**Required task**
Translate this sentence from the Easter reflection below into Spanish: "I mention the chocolate cross because it made me think of something else regarding the Christ-follower’s relationship to Easter."

As I strolled down the seasonal aisle during my weekly grocery run, I stopped at the chocolate Easter bunnies, debating within the solid versus hollow bunny controversy.
Then something caught my eye.
This gave me pause.
I wasn’t sure what to think.
On one hand, I wanted to appreciate the acknowledgment of the spiritual aspect of Easter. On the other, I was unsettled by the thought of going into a diabetic coma after eating a chocolate molding of an ancient means of slow execution.
I actually don’t fault secular companies for trying to tap into a particular market. They don’t know the meaning of that symbol. They just see it perched on the top of a building or hung around a person’s neck and think: maybe they’ll buy this.
I mention the chocolate cross because it made me think of something else regarding the Christ-follower’s relationship to Easter.
Or more accurately, to Resurrection Sunday.
It seems that a lot—perhaps too many—of us Christians in America have a “been-there, done-that, got the tee-shirt.” At some point in our lives, we went forward, understood Jesus saved them from our sins, prayed the prayer, and moved forward with our lives.
We identify as Christians, often boldly so. We go to church on Sundays, tithe regularly, read the Bible sometimes, pray regularly, and “do for the least of these.”
Please don’t get me wrong: those are extremely important spiritual disciplines.
But often I feel like our passion—our fire—is missing. Do we really get excited about the Gospel did for us?
In a couple of weeks, while the rest of the world is celebrating Spring by mythical bunnies hiding colored eggs (and atheists think Christianity doesn’t make sense?!) and eating large portions of ham and scalloped potatoes, followers of Jesus will recognize the cross and resurrection of the Savior.
We prepare for it:
Invite family—check. Prepare our dinner—check. Don our Easter best—check. Go to church to give Jesus a “Yay, Jesus” for raising from the dead—check. Eat dinner—check.

Excerpts from a location annotation dataset

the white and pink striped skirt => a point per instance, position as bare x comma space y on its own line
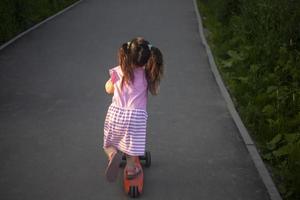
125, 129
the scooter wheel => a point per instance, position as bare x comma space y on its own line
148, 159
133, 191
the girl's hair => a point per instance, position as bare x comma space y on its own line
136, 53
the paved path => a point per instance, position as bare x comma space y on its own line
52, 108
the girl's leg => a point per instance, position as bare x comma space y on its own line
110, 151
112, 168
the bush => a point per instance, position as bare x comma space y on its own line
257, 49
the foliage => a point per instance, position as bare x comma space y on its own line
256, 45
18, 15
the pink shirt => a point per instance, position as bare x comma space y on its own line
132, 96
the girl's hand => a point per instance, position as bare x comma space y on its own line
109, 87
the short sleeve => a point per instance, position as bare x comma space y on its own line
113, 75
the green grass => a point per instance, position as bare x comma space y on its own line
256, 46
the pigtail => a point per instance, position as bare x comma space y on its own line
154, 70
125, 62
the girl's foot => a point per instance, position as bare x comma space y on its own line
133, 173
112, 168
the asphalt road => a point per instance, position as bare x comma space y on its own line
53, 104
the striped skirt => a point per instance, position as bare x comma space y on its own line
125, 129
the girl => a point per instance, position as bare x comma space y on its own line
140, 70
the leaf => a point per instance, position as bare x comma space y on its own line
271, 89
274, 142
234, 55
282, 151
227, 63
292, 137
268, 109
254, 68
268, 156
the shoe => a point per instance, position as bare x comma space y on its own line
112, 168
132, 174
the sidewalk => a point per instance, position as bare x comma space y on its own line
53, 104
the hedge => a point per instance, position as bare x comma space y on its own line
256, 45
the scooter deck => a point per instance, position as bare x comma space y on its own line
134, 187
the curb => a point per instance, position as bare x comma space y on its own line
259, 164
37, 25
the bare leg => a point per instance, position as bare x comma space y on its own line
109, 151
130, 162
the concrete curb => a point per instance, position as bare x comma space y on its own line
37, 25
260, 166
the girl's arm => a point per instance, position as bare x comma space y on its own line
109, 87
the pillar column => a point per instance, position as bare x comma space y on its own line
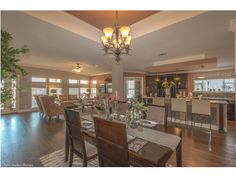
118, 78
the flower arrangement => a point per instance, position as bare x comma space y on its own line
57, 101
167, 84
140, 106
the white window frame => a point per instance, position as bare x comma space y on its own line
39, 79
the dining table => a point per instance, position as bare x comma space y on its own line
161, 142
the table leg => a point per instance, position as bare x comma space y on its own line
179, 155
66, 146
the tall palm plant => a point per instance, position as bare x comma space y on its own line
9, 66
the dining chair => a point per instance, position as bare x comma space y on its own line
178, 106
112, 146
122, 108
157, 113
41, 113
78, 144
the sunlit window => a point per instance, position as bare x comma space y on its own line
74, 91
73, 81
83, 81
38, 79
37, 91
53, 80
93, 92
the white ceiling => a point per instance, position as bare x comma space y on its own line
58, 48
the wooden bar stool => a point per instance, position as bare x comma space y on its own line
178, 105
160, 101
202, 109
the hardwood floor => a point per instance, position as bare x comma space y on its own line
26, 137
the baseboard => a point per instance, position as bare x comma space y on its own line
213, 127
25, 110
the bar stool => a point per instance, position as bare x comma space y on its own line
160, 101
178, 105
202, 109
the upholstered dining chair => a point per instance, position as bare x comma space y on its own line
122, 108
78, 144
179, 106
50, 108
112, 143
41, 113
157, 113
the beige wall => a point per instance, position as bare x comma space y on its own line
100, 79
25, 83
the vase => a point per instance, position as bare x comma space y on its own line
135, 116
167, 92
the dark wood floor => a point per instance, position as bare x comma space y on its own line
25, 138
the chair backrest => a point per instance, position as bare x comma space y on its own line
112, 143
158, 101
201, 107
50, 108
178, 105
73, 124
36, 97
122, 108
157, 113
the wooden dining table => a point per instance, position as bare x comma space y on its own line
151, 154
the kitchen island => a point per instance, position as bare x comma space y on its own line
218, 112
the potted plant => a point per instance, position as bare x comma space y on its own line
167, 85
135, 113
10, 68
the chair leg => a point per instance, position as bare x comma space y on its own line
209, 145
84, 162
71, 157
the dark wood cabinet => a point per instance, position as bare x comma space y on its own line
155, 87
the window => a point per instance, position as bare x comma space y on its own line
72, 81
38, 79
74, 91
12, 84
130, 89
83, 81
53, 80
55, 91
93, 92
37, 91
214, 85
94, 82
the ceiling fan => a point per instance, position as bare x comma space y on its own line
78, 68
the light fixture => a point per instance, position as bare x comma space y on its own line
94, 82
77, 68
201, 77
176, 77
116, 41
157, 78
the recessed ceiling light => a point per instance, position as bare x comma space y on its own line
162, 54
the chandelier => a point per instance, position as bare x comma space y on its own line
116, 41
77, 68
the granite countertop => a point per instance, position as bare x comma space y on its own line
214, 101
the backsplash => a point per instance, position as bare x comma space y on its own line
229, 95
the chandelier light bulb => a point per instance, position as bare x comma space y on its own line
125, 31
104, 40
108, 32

**Answer**
Menciono la cruz de chocolate porque me hizo pensar en otra cosa sobre la relación del seguidor de Cristo con la Pascua.